- _Prompt 1_:
Answer these from the passage about St. Mary's Church in Port Washington:
(a) In what year was the church added to the National Register of Historic Places?
(b) In whose home was the first Catholic Mass in Port Washington read?
(c) Which two churches merged with St. Mary's in 2016?
- _Prompt 2_: Write the next part of the article on St. Mary's Roman Catholic Church, picking up after its last sentence.

- _Passage to read_:
BEGIN

Historic church in Wisconsin, United States

St. Mary's Roman Catholic Church is a Roman Catholic church located in Port Washington, Wisconsin. Its congregation is part of the parish of St. John XXIII in the Archdiocese of Milwaukee. The church was added to the National Register of Historic Places in 1977 for its architectural and religious significance.

==History==
The first Catholic Mass in Port Washington was read in Franz Gengler's home in 1847. In 1849 the growing parish built a tiny wooden church on "Lighthouse Hill." Since then the hill has also been called "Church Hill." In 1860 they built a larger stone church. By 1881 the parish had grown to 250 families, and they built the current church.

In 2016, St. Mary's officially merged with St. Peter of Alcantara in Port Washington and Immaculate Conception in Saukville to become St. John XXIII Parish. The traditional name of the site remains, and is now referred to as St. John XXIII Parish: St. Mary's Site.

END

- _Dataset entries_:
BEGIN

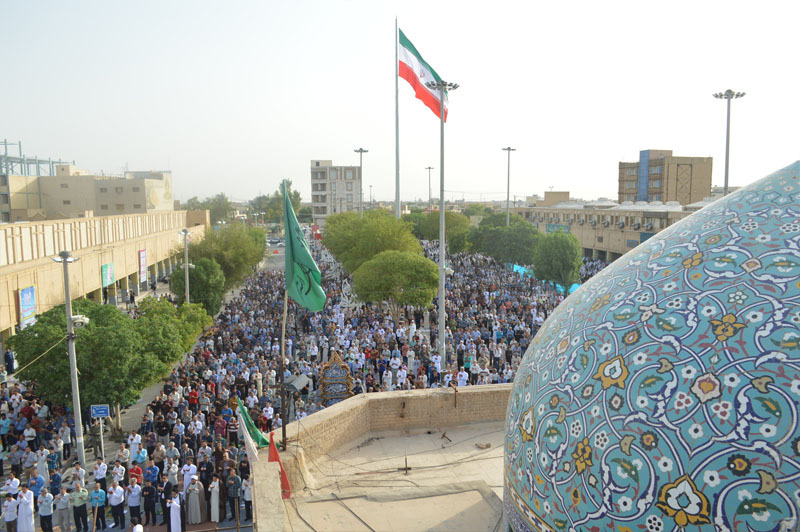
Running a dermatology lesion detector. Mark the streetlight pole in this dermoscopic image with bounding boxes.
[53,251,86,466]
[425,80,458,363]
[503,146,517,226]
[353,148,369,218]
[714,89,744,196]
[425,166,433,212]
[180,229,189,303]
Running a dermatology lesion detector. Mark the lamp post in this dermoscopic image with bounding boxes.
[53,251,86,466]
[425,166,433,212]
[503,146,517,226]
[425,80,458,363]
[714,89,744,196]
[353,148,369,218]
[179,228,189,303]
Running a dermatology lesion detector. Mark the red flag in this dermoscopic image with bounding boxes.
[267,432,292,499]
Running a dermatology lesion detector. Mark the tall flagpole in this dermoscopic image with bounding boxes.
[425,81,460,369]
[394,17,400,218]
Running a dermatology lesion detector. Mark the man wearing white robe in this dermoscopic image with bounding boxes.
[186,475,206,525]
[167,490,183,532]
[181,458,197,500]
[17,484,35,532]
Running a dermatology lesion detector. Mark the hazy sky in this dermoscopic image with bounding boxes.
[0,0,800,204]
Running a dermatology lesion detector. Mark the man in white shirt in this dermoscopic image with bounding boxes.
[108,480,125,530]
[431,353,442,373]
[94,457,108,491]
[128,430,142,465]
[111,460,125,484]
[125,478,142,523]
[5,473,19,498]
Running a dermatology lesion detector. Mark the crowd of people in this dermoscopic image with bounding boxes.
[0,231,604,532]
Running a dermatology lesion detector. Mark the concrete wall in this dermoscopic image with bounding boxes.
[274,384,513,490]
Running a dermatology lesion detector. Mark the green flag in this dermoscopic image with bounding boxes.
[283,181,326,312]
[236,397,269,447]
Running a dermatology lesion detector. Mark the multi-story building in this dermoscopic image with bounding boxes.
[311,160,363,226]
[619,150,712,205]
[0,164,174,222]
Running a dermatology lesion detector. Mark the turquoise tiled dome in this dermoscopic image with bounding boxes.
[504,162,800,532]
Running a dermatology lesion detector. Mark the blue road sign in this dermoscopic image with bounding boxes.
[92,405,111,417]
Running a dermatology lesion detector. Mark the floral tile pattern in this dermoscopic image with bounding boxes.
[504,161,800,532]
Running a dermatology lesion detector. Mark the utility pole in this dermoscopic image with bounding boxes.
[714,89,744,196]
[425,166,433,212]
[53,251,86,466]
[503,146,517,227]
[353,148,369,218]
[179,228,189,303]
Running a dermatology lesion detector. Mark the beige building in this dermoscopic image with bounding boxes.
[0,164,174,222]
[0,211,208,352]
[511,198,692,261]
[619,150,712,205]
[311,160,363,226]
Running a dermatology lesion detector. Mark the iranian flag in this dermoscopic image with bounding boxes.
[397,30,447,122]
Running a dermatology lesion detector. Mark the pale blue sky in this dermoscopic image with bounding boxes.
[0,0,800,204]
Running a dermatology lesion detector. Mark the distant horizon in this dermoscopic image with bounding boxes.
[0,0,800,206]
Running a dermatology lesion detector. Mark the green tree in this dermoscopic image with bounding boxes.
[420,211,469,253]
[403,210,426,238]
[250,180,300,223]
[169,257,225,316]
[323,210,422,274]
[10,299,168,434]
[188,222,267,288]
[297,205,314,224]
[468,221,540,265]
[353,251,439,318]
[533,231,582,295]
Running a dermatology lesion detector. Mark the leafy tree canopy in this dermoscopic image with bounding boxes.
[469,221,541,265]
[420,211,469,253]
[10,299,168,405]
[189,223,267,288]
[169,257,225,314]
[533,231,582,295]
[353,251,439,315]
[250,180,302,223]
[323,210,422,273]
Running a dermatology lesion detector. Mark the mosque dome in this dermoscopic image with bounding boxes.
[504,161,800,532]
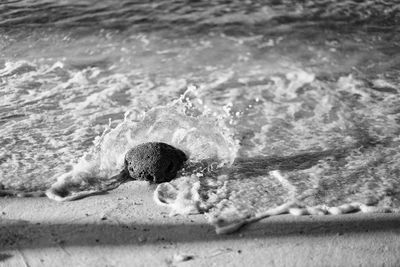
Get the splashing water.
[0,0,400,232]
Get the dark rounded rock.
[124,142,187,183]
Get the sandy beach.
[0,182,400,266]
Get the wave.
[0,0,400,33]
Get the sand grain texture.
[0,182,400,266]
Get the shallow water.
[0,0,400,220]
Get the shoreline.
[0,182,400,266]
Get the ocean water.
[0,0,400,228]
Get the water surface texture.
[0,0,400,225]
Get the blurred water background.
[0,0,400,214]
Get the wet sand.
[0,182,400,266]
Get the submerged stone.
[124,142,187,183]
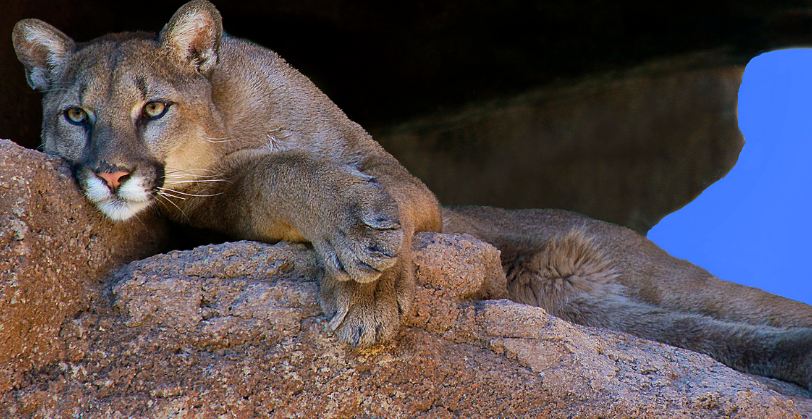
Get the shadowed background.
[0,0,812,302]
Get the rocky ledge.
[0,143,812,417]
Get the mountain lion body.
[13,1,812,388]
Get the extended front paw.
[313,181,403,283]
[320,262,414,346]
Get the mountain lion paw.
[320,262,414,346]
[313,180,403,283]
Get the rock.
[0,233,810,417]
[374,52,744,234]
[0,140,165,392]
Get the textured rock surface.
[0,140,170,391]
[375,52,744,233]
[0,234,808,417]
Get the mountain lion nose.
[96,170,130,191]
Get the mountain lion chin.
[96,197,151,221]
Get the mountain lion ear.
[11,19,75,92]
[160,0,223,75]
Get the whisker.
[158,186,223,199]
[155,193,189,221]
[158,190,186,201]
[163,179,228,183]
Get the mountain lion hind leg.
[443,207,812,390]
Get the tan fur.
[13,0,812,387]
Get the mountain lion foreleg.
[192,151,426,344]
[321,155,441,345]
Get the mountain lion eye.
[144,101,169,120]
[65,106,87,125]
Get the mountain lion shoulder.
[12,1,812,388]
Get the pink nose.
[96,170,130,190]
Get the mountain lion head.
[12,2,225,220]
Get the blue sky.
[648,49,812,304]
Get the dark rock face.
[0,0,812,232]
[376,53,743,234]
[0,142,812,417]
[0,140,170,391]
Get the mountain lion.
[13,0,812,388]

END
BEGIN

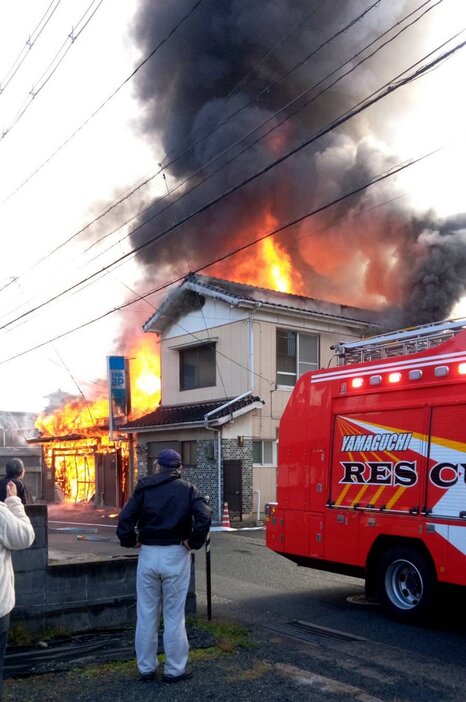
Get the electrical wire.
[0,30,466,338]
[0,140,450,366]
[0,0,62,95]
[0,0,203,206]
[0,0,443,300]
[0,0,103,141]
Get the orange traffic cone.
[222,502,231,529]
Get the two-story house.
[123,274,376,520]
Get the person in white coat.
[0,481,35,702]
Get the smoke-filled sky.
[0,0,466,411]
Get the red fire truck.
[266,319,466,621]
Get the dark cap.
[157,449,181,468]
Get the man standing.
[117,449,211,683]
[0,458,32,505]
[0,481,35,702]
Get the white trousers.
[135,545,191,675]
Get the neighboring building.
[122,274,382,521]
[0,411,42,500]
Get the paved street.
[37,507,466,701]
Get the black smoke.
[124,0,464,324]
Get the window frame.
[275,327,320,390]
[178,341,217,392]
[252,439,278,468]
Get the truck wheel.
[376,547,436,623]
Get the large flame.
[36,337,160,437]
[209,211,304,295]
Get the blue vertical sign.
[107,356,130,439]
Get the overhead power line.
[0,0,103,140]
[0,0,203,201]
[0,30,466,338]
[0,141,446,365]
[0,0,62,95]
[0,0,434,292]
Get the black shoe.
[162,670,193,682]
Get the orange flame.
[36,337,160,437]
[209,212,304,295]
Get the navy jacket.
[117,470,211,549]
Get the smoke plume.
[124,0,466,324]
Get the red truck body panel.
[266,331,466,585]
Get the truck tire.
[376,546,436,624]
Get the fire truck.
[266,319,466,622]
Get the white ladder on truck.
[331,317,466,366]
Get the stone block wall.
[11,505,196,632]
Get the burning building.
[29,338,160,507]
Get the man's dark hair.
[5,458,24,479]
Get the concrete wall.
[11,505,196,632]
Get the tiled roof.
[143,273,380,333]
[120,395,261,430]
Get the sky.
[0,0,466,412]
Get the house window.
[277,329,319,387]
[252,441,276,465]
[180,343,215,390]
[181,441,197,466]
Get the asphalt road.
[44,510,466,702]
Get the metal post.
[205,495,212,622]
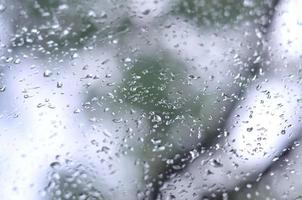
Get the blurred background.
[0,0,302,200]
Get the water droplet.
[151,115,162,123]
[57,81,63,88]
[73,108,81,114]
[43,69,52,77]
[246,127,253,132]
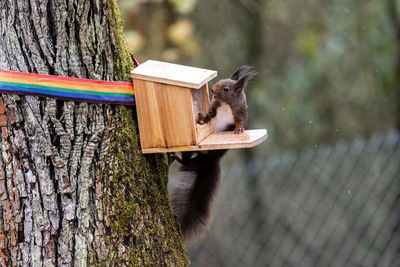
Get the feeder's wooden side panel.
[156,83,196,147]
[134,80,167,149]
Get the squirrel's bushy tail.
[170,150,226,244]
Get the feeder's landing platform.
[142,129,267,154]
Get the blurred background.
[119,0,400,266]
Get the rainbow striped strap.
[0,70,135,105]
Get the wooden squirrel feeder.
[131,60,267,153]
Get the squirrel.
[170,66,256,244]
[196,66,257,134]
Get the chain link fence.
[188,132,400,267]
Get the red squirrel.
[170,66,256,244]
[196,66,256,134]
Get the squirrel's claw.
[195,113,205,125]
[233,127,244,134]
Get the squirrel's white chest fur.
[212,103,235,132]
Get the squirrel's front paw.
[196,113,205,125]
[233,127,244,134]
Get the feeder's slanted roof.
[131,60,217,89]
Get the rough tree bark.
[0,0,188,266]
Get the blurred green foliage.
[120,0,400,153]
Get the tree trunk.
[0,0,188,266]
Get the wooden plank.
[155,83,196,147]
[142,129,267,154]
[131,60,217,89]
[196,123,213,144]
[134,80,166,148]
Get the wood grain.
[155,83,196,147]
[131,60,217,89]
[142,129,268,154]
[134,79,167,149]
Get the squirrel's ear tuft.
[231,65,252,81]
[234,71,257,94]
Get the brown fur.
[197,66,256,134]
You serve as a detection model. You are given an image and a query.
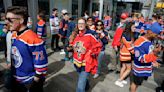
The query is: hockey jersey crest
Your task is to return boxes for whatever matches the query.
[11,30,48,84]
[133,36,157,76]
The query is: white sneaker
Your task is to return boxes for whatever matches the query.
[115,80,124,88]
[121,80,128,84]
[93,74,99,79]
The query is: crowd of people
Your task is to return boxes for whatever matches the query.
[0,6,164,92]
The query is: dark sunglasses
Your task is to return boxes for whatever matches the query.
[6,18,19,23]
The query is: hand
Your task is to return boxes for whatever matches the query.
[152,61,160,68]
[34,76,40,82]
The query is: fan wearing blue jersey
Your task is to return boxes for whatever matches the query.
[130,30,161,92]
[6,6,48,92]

END
BEGIN

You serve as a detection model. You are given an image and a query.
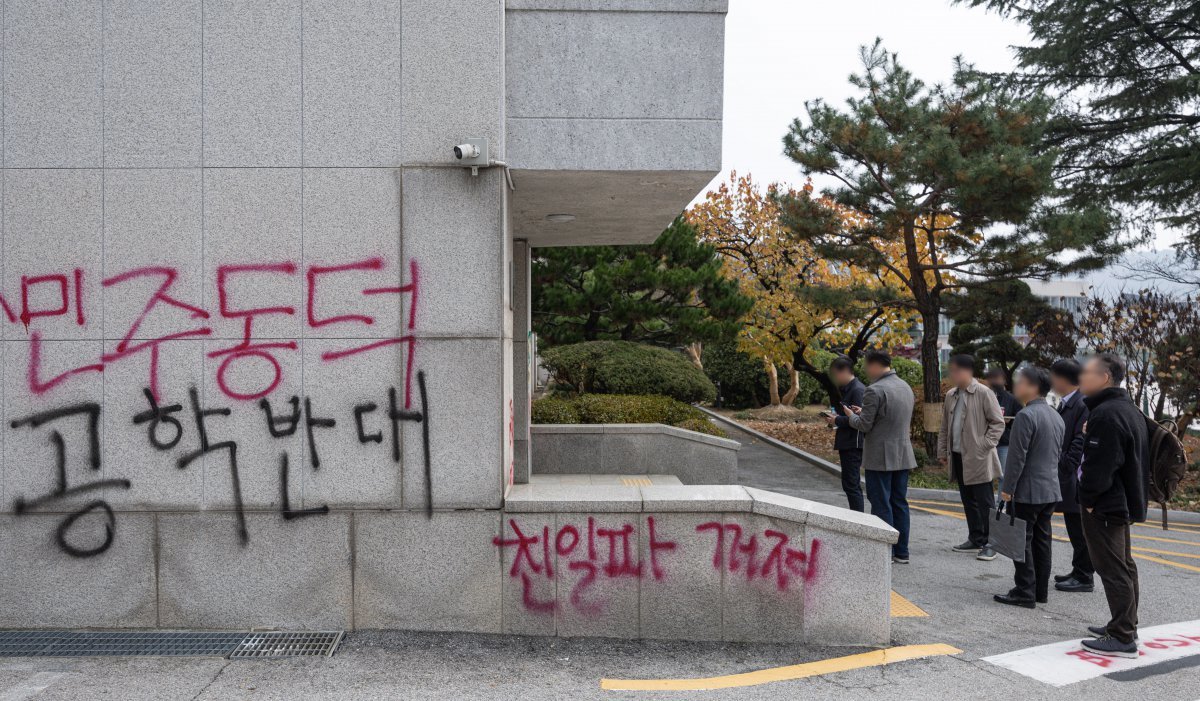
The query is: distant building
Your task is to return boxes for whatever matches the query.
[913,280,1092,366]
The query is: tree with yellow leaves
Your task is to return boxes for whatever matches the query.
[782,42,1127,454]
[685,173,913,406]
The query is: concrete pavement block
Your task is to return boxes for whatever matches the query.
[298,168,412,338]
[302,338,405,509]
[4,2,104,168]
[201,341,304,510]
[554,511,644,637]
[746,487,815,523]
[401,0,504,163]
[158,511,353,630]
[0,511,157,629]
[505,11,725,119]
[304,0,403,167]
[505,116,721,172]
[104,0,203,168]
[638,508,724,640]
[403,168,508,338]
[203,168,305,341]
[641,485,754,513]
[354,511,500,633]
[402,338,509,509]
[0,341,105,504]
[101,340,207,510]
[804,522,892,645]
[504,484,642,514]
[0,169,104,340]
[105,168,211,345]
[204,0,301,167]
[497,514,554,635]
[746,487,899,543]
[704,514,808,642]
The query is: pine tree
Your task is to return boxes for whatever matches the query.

END

- _Task result 1_:
(a) 1977
(b) Franz Gengler's
(c) St. Peter of Alcantara in Port Washington and Immaculate Conception in Saukville

- _Task result 2_:
==Architecture==
Henry Messmer of Milwaukee designed the new church building in Gothic Revival style, with walls of random ashlar limestone quarried three miles north of the building. A large tower is in the front center, with the main entrance at its base and a rose window above it. The square tower rises to an octagonal spire topped with various crosses. The building is decorated with wall buttresses, corbels, and corner parapets. Some parts of the exterior are trimmed in light-colored marble.

The inside is decorated with tall double lancet stained glass windows. An ornate high altar was built by E. Hackner and Son of La Crosse in 1912. The apse behind it is decorated with pastels and gold leaf.

In 1883 at the new church's dedication, a speaker described the building as "a splendid structure, an ornament not only to the city, but the entire state." Today the building, on its prominent hill, is still a focal point of the downtown.